CONSIGNE »
D'après le texte cité, pourquoi Mme B… s'estime-t-elle fondée à exciper de l'illégalité de l'instruction technique du 10 juillet 2019 ? Répondez en une à trois phrases.

TEXTE CITÉ »

Master 2 "Droit de la Montagne" - UGA USMB
ICHN – Motifs de refus
19/05/2023, Master 2 "Droit de la Montagne" - UGA USMB
CAA de MARSEILLE – 5ème chambre
N° 22MA00715
Inédit au recueil Lebon
Lecture du mercredi 03 mai 2023
Président
Mme VINCENT
Rapporteur
Mme Claire BALARESQUE
Rapporteur public
PECCHIOLI
Avocat(s)
COLMANT
Texte intégral
RÉPUBLIQUE FRANCAISE
AU NOM DU PEUPLE FRANCAIS
Vu la procédure suivante :
Procédure contentieuse antérieure :
Mme B… a demandé au tribunal administratif de Marseille d’annuler la décision du 19 décembre 2019 par laquelle la cheffe du service agriculture et espaces ruraux au sein de la Direction départementale des territoires (DDT) des Hautes-Alpes a rejeté sa demande d’octroi de l’indemnité compensatrice des handicaps naturels (ICHN) au titre de l’année 2019.
Par un jugement n°2001536 du 6 janvier 2022, le tribunal administratif de Marseille a rejeté sa demande.
Procédure devant la Cour :
Par une requête enregistrée le 26 février 2022, Mme A… B…, représentée par Me Colmant, demande à la Cour :
1°) d’annuler le jugement du 6 janvier 2022 ;
2°) d’annuler la décision du 19 décembre 2019 ;
3°) de la rétablir dans ses droits ;
4°) de mettre à la charge de l’Etat la somme de 1 000 euros au titre de l’article L. 761-1 du code de justice administrative.
Elle soutient que :
– contrairement à ce qu’a jugé le tribunal, la décision contestée a été prise en application d’une instruction technique du 10 juillet 2019 ;
– elle est fondée à exciper de l’illégalité de cette instruction, qui fixe une condition nouvelle à l’octroi de l’ICHN, en prévoyant que la date de référence pour apprécier l’âge des animaux déclarés est celle du 15 mai 2019 et qui ne pouvait légalement s’appliquer de façon rétroactive à la campagne 2019 ;
– l’arrêté du 1er août 2016, seul applicable à la demande d’aide présentée au titre de la campagne 2019, ne prévoit pas pour date de référence celle du 15 mai 2019 mais celle du 31 mars de l’année considérée.
Par un mémoire en défense, enregistré le 20 décembre 2022, la région Provence-Alpes-Côte d’Azur, représentée par l’AARPI Baron, D…, conclut au rejet de la requête et à ce que soit mise à la charge de Mme B… la somme de 1 500 euros au titre de l’article L. 761-1 du code de justice administrative.
Elle soutient que la requête n’est pas fondée par les moyens qu’elle soulève.
Par un mémoire en défense, enregistré le 21 février 2023, le ministre de l’agriculture et de la souveraineté alimentaire conclut au rejet de la requête.
Il soutient que la requête n’est pas fondée par les moyens qu’elle soulève.
Vu les autres pièces du dossier.

DONNÉES FOURNIES »
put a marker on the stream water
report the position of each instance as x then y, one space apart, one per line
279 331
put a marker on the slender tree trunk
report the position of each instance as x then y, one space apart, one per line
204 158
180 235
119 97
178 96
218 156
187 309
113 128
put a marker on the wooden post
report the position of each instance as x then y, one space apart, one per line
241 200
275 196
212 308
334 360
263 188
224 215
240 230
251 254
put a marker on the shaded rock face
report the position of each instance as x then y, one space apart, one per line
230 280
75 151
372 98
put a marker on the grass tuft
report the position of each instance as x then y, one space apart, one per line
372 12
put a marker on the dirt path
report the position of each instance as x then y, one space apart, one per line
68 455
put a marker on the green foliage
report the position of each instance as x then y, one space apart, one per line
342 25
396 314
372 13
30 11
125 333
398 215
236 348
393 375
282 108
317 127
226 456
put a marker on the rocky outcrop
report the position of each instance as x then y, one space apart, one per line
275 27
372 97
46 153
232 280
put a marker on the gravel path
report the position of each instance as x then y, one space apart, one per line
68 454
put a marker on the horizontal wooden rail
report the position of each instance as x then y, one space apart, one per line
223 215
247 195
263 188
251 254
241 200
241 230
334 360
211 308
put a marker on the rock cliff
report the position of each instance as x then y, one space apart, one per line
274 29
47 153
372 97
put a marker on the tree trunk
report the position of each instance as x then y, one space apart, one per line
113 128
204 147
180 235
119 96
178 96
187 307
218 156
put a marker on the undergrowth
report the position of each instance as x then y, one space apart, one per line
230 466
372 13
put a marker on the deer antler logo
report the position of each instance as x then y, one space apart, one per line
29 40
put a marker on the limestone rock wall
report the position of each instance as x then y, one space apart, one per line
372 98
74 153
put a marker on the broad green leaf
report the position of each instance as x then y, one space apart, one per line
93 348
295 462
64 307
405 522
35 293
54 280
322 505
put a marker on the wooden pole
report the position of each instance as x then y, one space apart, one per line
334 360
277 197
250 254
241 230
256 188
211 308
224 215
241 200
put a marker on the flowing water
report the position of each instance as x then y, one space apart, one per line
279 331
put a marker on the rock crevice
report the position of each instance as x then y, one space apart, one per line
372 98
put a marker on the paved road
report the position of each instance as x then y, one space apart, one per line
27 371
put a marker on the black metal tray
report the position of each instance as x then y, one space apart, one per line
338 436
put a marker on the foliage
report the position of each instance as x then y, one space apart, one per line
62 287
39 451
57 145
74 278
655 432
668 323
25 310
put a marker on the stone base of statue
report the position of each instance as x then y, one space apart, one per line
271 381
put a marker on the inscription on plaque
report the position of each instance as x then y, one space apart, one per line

RÉPONSE RÉDIGÉE »
Selon Mme B…, cette instruction fixe une condition nouvelle à l'octroi de l'ICHN, car elle prend le 15 mai 2019 comme date de référence pour apprécier l'âge des animaux déclarés. Elle ajoute que l'instruction ne pouvait légalement s'appliquer de façon rétroactive à la campagne 2019. Enfin, l'arrêté du 1er août 2016, seul applicable à sa demande, retient selon elle le 31 mars de l'année considérée et non le 15 mai 2019.